*Статья:*
________________________
Элюар часто бывал там вместе со своей дочерью Сесиль, которой Гала по-прежнему не уделяла ни достаточно времени, ни достаточно внимания. Однажды, обедая у Дали вместе с Нюш и Сесиль, в разгар трапезы Элюар вдруг встал из-за стола, вынул из кармана листок бумаги и в установившейся неловкой тишине принялся читать вслух свою поэму «Разделенные ночи»: это были посвященные Гале стихи о его любви к ней. Гала слушала их совершенно бесстрастно. Сесиль сидела, низко опустив голову. Дали с отсутствующим видом крошил хлеб. Поведал об этом Гаскойн. Он присутствовал при этой сцене.

Пропасть продолжала расти. С одной стороны — Арагон и коммунисты, с другой — Бретон и сюрреалисты. Прошли те времена, когда Арагон позволял себе называть Москву «слабоумной»: в его жизнь вошла Эльза Триоле.

В марте Дали писал из Испании Бретону, все дальше отходившему от Арагона и коммунистов: «В Барселоне советские фильмы вызывают восторг у самой буржуазной публики, у самых консервативных художников-католиков, они уверяют, что эти фильмы воспевают все самое святое на свете».

В октябре он вновь пишет Бретону и сообщает ему, что посмотрел «Дорогу жизни» и что это «самая жуткая дрянь» из того, что ему приходилось когда-либо видеть. Фильм «покорил сердца молодых католиков своей образцовой нравственностью».

Общественная жизнь не мешала Дали продвигаться вперед в своем творчестве, искать новые художественные приемы. В частности, это касается придуманного им в 1929 году и впервые примененного, если не ошибаюсь, в «Мрачной игре», но наиболее ярко раскрывшегося в «Человеке-невидимке» приема, который мы увидим затем во многих его картинах — приема двойственных образов и анаморфоз.

Это станет ключевым моментом его творчества со всех точек зрения, сведшим воедино Дюшана, Русселя, детство, маскировку на манер Уорхола и вечный восторг перед такой вещью, как зрительный обман.
________________________
*Записанные данные:*
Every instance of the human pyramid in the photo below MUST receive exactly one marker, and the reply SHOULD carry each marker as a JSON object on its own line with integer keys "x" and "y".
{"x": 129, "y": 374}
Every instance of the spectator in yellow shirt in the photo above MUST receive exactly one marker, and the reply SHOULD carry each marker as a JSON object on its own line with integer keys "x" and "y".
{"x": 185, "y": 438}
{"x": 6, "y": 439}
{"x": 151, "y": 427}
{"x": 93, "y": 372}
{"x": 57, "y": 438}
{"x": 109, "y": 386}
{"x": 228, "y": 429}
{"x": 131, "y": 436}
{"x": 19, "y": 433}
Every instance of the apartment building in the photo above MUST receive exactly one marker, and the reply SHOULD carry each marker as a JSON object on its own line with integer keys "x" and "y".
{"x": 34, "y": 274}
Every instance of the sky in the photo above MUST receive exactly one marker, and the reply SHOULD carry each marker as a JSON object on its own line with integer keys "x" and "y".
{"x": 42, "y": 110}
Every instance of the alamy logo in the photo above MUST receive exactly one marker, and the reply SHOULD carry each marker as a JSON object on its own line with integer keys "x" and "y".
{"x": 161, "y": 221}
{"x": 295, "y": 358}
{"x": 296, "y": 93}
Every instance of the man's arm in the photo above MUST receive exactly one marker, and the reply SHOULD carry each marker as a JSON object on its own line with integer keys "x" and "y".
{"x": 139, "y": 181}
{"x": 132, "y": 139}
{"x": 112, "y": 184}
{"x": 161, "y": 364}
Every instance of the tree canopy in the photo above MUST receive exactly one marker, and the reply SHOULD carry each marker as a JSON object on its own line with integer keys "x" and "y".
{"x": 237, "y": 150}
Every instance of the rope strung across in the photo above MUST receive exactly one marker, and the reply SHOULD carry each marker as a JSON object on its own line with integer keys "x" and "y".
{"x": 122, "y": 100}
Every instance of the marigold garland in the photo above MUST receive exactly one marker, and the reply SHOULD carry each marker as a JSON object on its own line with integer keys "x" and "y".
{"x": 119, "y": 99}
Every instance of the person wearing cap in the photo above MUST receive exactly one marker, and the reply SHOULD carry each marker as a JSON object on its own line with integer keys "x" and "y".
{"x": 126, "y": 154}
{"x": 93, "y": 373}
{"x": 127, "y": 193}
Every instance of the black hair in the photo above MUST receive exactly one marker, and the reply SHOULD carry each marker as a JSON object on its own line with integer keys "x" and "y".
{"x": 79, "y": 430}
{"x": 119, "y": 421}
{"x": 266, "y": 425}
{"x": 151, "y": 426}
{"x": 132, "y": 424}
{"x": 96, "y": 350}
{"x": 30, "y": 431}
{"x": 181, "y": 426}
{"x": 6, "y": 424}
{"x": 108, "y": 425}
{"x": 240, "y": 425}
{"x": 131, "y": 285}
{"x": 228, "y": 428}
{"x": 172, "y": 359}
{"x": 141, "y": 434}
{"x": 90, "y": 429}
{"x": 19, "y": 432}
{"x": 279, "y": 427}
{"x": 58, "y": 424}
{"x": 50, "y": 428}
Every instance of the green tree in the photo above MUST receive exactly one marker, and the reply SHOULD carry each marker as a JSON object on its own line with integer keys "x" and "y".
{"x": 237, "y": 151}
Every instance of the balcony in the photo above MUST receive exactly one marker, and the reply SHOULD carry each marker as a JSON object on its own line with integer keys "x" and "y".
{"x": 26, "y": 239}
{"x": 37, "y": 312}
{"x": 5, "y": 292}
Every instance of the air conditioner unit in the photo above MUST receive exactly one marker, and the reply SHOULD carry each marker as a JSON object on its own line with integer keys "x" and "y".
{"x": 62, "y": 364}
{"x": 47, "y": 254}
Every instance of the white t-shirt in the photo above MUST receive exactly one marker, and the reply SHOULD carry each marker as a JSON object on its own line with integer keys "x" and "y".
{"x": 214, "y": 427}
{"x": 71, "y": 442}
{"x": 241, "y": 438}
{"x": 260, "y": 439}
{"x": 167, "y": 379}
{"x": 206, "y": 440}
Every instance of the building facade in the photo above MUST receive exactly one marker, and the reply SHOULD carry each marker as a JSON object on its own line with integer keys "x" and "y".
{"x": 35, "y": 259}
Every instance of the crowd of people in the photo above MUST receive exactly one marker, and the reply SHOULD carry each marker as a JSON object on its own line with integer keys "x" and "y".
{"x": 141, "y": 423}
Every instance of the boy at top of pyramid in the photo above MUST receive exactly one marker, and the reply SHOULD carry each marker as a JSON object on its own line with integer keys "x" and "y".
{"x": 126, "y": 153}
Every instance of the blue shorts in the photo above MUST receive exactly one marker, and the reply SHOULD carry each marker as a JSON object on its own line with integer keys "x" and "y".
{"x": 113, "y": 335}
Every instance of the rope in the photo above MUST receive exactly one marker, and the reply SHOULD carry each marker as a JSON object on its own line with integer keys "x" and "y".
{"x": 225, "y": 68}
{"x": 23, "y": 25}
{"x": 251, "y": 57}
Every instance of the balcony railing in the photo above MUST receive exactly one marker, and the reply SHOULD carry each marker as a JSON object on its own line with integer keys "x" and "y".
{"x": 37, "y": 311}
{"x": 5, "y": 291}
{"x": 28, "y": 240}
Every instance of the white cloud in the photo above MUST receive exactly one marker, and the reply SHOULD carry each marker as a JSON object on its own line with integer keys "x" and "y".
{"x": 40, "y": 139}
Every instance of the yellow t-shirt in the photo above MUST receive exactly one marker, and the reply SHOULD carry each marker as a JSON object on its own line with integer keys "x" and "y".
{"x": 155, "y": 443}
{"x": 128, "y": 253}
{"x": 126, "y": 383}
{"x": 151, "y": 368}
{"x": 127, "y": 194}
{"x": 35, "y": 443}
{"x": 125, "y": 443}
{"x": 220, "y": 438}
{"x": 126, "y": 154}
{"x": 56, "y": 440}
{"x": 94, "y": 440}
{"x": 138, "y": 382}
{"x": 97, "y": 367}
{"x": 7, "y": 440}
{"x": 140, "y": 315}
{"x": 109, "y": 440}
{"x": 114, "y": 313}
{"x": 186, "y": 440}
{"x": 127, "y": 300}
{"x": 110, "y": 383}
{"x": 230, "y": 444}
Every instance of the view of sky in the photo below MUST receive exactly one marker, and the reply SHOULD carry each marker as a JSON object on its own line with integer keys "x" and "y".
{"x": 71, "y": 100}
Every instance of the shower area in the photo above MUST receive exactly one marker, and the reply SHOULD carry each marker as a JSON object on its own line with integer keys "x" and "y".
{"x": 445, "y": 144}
________________________
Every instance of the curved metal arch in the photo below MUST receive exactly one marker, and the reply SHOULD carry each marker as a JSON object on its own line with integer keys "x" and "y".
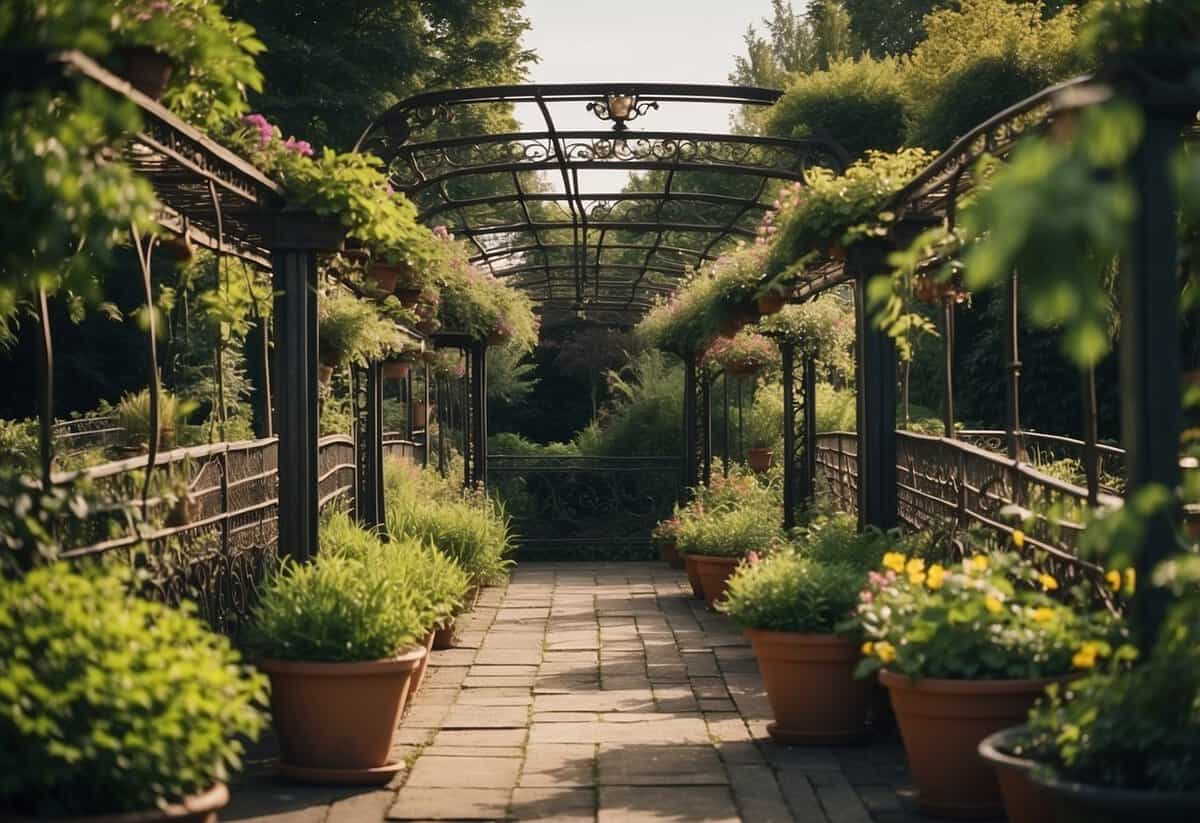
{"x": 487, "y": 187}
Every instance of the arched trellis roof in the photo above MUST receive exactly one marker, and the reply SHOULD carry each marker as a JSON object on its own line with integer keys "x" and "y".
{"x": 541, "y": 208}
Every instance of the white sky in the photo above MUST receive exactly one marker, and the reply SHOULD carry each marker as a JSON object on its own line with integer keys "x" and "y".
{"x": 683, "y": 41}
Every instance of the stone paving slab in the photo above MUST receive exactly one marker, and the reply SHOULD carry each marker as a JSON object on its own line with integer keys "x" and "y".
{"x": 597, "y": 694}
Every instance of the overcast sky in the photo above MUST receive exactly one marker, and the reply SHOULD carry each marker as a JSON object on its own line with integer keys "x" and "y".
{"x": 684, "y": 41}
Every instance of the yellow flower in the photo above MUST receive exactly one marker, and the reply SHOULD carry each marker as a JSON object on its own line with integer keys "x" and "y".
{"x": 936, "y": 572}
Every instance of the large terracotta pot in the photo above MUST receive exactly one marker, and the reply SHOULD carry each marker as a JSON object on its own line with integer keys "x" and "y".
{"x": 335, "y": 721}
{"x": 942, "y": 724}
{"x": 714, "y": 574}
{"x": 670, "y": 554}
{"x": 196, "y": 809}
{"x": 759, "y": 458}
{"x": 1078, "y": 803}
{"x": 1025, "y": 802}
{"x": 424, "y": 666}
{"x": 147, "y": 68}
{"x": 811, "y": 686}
________________________
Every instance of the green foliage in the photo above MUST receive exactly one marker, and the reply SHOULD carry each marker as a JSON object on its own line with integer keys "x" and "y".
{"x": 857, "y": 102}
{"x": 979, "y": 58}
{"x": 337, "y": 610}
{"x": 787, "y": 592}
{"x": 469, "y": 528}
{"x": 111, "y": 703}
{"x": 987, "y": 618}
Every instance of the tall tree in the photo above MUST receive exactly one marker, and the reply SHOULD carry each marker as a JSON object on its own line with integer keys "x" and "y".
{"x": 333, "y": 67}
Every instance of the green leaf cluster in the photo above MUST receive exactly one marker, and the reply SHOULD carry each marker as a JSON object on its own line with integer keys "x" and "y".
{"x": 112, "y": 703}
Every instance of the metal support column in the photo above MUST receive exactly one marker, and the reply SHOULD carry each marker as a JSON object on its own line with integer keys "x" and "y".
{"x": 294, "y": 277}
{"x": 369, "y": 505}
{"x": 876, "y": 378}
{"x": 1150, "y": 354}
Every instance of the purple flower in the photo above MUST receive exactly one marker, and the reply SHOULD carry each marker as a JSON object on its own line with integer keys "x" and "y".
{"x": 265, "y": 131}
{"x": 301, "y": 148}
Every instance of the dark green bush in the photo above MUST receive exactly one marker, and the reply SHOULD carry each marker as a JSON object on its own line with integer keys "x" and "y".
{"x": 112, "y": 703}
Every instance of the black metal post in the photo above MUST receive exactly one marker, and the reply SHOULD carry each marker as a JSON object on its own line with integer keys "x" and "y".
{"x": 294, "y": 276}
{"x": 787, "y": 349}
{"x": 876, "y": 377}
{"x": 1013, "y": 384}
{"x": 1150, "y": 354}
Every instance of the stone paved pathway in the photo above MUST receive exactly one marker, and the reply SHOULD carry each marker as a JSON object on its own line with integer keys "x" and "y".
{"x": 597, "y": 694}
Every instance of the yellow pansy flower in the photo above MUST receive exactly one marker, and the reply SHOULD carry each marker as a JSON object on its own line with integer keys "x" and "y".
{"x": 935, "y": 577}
________________________
*Задание:*
Продолжите статью о Дали и сюрреалистах, начав сразу после ее последнего предложения.

*Результат:*
То, что называют «двойным образом», — это своего рода картина в картине, которая по желанию зрителя «включается» или «выключается». Вот мы отчетливо видим ее, но вдруг она исчезает, и на ее месте также отчетливо проявляется совершенно другая картинка, органично вписывающаяся в общий сюжет «главной» картины. Таким образом можно сбить зрителя с толку, заставить его усомниться в способности глаза адекватно воспринимать реальность.

В «Мрачной игре», например, на щеке изображенной горизонтально головы в центре картины вы попеременно видите то голову зайца, то голову пестрой птицы, при этом ухо зайца оказывается еще и вагиной, и т. д. и т. п. И все это только цветочки, только то, что вырастает из воспоминаний детства наподобие тех, что Дали выкладывает нам в своей «Тотальной маскировке в тотальной войне», напечатанной во втором номере журнала «Да».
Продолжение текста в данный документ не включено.